**Do this:** Write out every one of these lines without any change, leaving out the pictures.

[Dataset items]
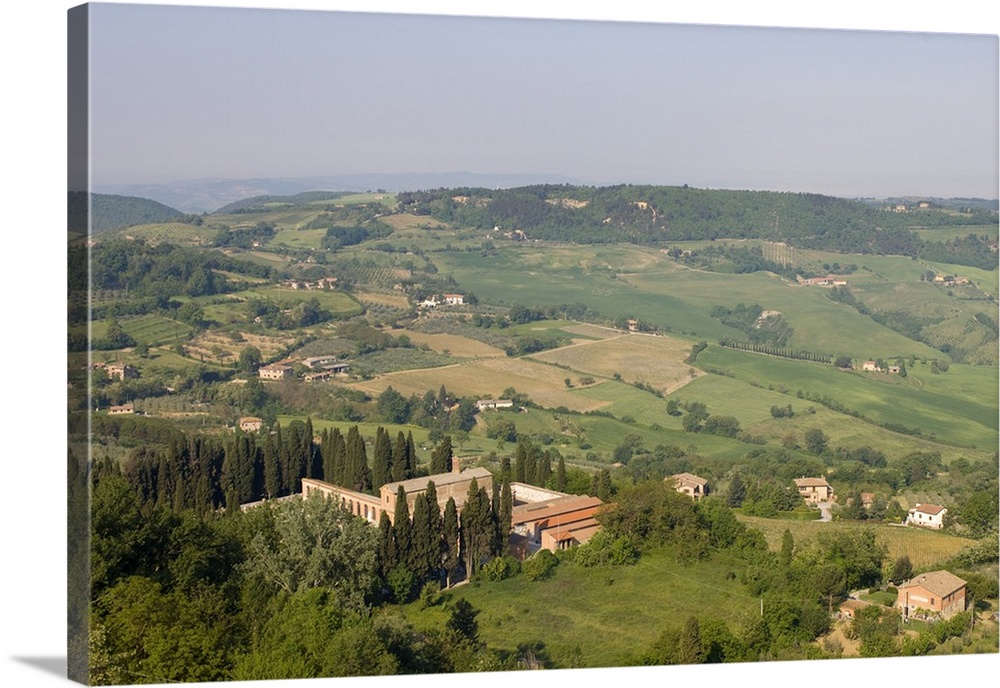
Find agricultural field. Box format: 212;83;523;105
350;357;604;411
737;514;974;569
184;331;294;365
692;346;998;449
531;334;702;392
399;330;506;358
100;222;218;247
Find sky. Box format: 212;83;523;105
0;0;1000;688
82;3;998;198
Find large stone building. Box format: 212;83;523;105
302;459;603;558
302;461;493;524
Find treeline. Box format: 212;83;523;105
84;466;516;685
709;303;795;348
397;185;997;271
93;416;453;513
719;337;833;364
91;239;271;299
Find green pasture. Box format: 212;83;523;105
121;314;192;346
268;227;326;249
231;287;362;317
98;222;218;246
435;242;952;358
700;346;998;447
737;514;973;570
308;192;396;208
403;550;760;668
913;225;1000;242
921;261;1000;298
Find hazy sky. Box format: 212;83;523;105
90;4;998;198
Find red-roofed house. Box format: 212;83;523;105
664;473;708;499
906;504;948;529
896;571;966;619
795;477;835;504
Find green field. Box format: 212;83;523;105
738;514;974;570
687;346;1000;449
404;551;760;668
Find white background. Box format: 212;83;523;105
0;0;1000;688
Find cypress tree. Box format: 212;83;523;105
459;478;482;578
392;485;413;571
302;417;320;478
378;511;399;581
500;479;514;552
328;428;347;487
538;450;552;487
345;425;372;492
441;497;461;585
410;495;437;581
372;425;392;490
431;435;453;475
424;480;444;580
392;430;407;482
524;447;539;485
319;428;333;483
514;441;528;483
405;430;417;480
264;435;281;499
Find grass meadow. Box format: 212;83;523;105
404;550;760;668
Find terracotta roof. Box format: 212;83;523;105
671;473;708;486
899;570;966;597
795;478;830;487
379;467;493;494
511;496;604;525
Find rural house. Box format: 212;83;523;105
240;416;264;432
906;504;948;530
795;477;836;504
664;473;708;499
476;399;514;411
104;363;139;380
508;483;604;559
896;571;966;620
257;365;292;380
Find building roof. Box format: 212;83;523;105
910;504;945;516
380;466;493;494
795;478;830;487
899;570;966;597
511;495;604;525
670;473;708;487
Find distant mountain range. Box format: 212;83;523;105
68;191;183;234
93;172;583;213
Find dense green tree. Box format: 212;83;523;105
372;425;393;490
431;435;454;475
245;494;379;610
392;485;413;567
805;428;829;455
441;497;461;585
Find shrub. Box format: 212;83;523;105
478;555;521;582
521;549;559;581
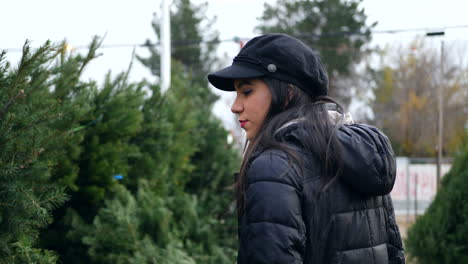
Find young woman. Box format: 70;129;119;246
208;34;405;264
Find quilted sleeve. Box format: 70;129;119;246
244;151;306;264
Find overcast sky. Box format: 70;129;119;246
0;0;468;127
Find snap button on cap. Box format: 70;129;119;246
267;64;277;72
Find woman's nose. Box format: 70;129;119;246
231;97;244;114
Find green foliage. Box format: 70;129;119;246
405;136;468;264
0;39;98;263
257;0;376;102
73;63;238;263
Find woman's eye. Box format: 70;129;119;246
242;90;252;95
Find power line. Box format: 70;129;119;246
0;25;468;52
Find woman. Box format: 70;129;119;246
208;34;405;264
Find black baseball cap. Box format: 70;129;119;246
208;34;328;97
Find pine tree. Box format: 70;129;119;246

**The response:**
Find agricultural field. Box format: 212;83;523;105
350;357;604;411
737;514;974;569
184;331;294;365
692;346;998;449
531;334;702;392
399;330;506;358
100;222;218;247
Find sky. Box format: 212;83;523;105
0;0;1000;688
82;3;998;198
Find large stone building. Box format: 212;83;523;105
302;459;603;558
302;461;493;524
Find treeline. Box format: 212;83;523;105
84;466;516;685
709;303;795;348
397;185;997;271
93;416;453;513
719;337;833;364
91;239;271;299
Find green pasture. Box format: 212;83;523;105
121;314;192;346
268;227;326;249
231;287;362;317
98;222;218;246
435;242;952;358
700;346;998;447
737;514;973;570
308;192;396;208
403;550;760;668
913;225;1000;242
921;261;1000;298
Find hazy sky. Box format: 212;83;523;105
90;4;998;198
Find red-roofed house. Box format: 212;83;523;105
664;473;708;499
906;504;948;529
896;571;966;619
795;477;835;504
Find green field. Box format: 212;83;523;105
738;514;974;570
687;346;1000;449
404;551;760;668
Find white background. Box format: 212;83;523;105
0;0;1000;688
Find cypress tree. Box format: 212;83;523;105
459;478;482;578
392;485;413;571
302;417;320;478
378;511;399;581
500;479;514;552
328;428;347;487
538;450;552;487
345;425;372;492
441;497;461;585
410;495;437;581
372;425;392;490
431;435;453;475
424;480;444;580
392;430;407;482
524;447;539;485
319;428;333;483
514;441;528;483
405;430;417;480
264;435;281;499
Find grass meadow. Box format: 212;83;523;105
404;550;760;668
Find terracotta roof. Box format: 212;83;523;105
671;473;708;486
899;570;966;597
795;478;830;487
379;467;493;494
511;496;604;525
Find rural house. Box format: 212;83;523;105
240;416;264;432
906;504;948;530
795;477;836;504
664;473;708;499
476;399;514;411
104;363;139;380
508;483;604;559
896;571;966;620
257;365;292;380
Find building roof. Box format: 212;83;523;105
910;504;945;516
380;466;493;494
795;478;830;487
899;570;966;597
511;495;604;525
670;473;708;487
Find distant mountain range. Box format: 212;83;523;105
68;191;183;234
93;172;583;213
Find dense green tree. Box format: 212;83;523;105
372;425;393;490
431;435;454;475
245;494;379;610
392;485;413;567
805;428;829;455
441;497;461;585
Find shrub. Box format: 212;83;523;105
478;555;521;582
521;549;559;581
Find young woman. Box format: 70;129;119;246
208;34;405;264
Find quilted sleeve. Box format: 70;129;119;246
244;151;306;264
Find overcast sky. Box format: 70;129;119;246
0;0;468;127
Find snap button on cap. Box format: 70;129;119;246
267;64;277;72
Find woman's nose. Box format: 70;129;119;246
231;97;244;114
Find green foliage. Box format: 70;129;119;246
405;136;468;264
0;39;98;263
257;0;376;102
73;63;238;263
Find woman's eye. Box format: 70;129;119;246
242;90;252;95
Find power line. Box format: 70;129;119;246
0;25;468;52
Find woman. Box format: 70;129;119;246
208;34;405;264
Find black baseball cap. Box format: 70;129;119;246
208;34;328;97
Find pine tree. Box format: 70;129;119;246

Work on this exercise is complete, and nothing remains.